RECORDS SHOWN ::
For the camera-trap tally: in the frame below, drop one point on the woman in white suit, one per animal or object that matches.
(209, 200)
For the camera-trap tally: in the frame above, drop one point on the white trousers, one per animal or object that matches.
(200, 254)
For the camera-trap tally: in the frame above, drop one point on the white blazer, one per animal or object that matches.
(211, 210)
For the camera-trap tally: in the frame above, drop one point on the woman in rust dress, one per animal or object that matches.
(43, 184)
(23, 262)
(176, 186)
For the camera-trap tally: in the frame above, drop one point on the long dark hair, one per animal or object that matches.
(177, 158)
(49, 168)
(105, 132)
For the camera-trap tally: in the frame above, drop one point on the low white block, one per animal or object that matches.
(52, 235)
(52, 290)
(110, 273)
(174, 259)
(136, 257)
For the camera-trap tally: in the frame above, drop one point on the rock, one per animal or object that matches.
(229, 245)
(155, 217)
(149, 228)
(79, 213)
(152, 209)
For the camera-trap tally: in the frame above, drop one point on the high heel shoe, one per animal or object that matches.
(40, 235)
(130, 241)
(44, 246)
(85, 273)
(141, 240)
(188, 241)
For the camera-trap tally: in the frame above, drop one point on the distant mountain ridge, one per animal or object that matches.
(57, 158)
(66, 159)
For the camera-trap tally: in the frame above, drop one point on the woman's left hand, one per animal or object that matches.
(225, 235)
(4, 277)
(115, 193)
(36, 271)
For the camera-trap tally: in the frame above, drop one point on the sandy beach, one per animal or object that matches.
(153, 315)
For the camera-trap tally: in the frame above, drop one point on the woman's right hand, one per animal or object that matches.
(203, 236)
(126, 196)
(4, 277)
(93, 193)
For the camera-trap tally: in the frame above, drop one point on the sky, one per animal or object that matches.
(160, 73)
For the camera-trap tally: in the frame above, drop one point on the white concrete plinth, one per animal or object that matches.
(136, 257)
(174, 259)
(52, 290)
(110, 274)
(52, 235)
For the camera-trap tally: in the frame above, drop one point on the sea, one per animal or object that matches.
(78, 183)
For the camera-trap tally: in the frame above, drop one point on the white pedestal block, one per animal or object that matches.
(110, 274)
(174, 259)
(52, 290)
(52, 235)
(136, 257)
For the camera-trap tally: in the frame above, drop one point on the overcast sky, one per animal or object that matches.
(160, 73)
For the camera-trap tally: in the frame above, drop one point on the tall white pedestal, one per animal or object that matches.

AIM :: Copy out verbatim the stretch of the rows above that opens with the line containing "the woman's right" and runs through the end of the rows, including both the opening line and the last line.

ANSWER ::
For the camera-trap tally: in the frame above, drop one point on the woman's right hand, one per animal or object that matches.
(203, 236)
(126, 196)
(4, 277)
(93, 193)
For the camera-trap tally: in the frame above, drop one point on the sky, one per animal or object that matches.
(160, 73)
For the camera-trap tally: in the frame above, drop one point on the white concrete plinth, one per animal or object that matches.
(136, 257)
(174, 259)
(52, 290)
(110, 274)
(52, 235)
For the camera-trap tally: in the frame above, drop one point on the sea, one per animal or object that matches.
(78, 183)
For the camera-trap tally: in the frame above, drop one point on the white pedestal block, one per animal or object that matches.
(110, 274)
(174, 259)
(52, 290)
(52, 235)
(136, 257)
For the camera-trap tally: in the frame above, drop one point on the overcast sky, one per animal or object that matches.
(160, 73)
For the camera-trap tally: in the frame above, drop one point on the tall white pedestal, one per animal or object that matches.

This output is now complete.